─── GIVEN PASSAGE ───
# Board and Batten - Corner boards - best method?



## Charlie5791 (Feb 21, 2012)

I'm building the shed for my wife and using 1" rough sawn fresh hemlock board and batten. Going up wet and drying on the shed. The 10 inch boards have been up a couple weeks and the spaces opened up as they're shrinking so the battens went up. So now I could put up the corner boards, but wondered what's the best method for this.

The 10" boards are still shrinking I would think. If I attach the corner boards to each other the remaining shrinkage of the 10" boards could just take them apart or split them all to hell and back. The corner boards have to get nailed to the 10" boards.

Should I just nail each "half" of the corner board to its respective wall and wait and see how much separation I actually get in the corner? And then either caulk a small space or pop one of the halves of the corner board off and reposition to close a large gap?

I have 10 inch boards with 3 inch battens. For the corners I was planning to rip a 4 inch and a 3 inch to make it look visually equal.

Thanks for any input. Meanwhile I have tons of other trim to do


----------



## DanKrager (Apr 13, 2012)

Charlie, it's an interesting question. I would be inclined to secure the corner boards to each other and then secure the "short" one with a space behind the long one which is not secured to the siding board it covers. This assumes that the siding board to which the short trim will be applied is not nailed at the corner, i.e. it will move some more. So your trim board nails should not penetrate beyond the siding board. 
You could use screws on the corner trim so that you can remove and adjust the trim as necessary, not a big job. Use "finishing" screws (small head) to look more like your nails???
DanK


----------



## Charlie5791 (Feb 21, 2012)

Dan,
It's kinda "rustic". My wife calls it "Cute Rustic", hehehe. So nail holes aren't really a problem. She'll stick a hook or something in them and hang something.

I had considered what you're saying as well. Build the corners as units, and attach them to only one wall with a gap at the other that would (theoretically) close as the board they're nailed to shrinks. If the gap closes up tight, at that point I could pop the whole corner off and reposition it before anything gets split.

That kinda where your thinking is at?


----------



## ClintSearl (Dec 8, 2011)

Maybe something like this:


----------



## Charlie5791 (Feb 21, 2012)

OK, here's what I just got from a guy near me that builds board and batten all the time…

"Put your wide board on such that it will be proud of the narrow board by around 3/16. You can do 1/4, but at this stage 1/8 probably isn't near enough. Just tack the narrow board to use as a spacer so you can judge where to place the wide board. With the wide board secured, now get the narrow board tight against it and nail it on. If you have 1 inch boards and battens, you should use 2 inch nails. Things are going to move as the boards dry. You have to LET them move or you're going to break stuff."

heheheh…. You know, I wondered why his outbuildings' corner boards didn't meat flush in the corners, but never thought to ask. Now I know. He says the simplest thing to replace is the narrow half of a corner board.

"Next year you'll know if you want to just caulk a small gap or move that half of the corner board. Either one only takes a few minutes."

Anyone else? I know there are several ways to do this.


----------



## Charlie5791 (Feb 21, 2012)

Clint,
I was typing while you were typing, but yeah. Your drawing is one of the ways that came to mind. Just let one side "float" and give it room to do that.


----------



## DanKrager (Apr 13, 2012)

Yes, Charlie. You seemed to understand what I was suggesting. Clint's drawing makes me wonder why the siding board towards the top of the drawing doesn't split? It's fastened in the corner and (I assume) the center with no where to go. What am I missing? Other than that one nail, I think we are all on the same page.
DanK


----------



## ClintSearl (Dec 8, 2011)

Good point, Dan. May be best to leave that nail out. The corner would still be OK.


----------
───
* _SHORT EXERCISE_:
Return the part of the corner board thread from "Should I just" to "look visually equal." word for word.
─── MATERIAL PROVIDED ───
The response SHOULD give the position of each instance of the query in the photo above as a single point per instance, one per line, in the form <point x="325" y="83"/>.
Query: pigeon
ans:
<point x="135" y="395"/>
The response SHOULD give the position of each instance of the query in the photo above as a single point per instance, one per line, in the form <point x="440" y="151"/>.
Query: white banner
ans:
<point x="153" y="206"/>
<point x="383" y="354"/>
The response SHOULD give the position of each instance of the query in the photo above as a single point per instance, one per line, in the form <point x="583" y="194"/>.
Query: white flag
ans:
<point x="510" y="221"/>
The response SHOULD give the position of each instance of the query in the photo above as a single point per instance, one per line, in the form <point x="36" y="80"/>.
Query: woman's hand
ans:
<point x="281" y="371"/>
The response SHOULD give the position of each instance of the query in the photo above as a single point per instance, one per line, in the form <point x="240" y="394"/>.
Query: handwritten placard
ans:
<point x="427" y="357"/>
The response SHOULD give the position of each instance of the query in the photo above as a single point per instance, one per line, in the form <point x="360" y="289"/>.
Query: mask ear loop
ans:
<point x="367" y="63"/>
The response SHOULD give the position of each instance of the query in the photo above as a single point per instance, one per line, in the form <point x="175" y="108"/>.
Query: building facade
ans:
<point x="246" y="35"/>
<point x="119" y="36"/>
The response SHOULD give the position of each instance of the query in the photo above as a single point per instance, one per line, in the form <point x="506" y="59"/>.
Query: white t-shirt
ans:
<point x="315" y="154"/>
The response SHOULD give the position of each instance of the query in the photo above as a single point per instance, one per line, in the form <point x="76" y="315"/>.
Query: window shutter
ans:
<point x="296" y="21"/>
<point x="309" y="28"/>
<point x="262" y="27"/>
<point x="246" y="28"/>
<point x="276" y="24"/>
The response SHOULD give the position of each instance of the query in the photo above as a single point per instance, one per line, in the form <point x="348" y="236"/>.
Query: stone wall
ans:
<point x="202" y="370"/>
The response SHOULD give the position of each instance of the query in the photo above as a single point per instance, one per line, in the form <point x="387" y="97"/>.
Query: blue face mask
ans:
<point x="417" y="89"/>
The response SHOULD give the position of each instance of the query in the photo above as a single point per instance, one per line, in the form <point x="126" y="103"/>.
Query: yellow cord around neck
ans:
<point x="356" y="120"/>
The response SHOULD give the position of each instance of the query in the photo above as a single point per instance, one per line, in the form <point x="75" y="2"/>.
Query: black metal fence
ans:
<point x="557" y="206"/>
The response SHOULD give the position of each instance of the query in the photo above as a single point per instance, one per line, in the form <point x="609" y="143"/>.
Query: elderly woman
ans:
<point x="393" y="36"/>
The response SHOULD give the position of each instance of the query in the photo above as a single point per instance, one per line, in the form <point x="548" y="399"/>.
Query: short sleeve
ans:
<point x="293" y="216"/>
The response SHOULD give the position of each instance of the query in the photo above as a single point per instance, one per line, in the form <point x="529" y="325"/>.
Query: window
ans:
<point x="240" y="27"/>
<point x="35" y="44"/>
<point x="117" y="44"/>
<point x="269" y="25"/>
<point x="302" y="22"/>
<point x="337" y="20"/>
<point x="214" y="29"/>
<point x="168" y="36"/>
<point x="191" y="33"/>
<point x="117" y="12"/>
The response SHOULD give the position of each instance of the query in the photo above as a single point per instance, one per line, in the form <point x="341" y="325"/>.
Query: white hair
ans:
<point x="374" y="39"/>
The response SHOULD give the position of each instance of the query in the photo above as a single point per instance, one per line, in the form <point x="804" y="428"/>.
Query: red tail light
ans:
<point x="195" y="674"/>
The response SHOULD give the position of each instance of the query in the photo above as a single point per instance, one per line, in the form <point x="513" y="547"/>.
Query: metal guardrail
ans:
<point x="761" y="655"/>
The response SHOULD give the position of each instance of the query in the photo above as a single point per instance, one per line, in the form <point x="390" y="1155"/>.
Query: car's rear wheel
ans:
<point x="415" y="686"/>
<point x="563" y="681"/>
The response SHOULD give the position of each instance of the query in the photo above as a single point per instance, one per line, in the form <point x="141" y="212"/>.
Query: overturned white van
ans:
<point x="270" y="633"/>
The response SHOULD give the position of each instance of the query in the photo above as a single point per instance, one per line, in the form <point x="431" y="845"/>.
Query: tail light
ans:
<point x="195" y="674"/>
───
* _TASK SOLUTION_:
Should I just nail each "half" of the corner board to its respective wall and wait and see how much separation I actually get in the corner? And then either caulk a small space or pop one of the halves of the corner board off and reposition to close a large gap?

I have 10 inch boards with 3 inch battens. For the corners I was planning to rip a 4 inch and a 3 inch to make it look visually equal.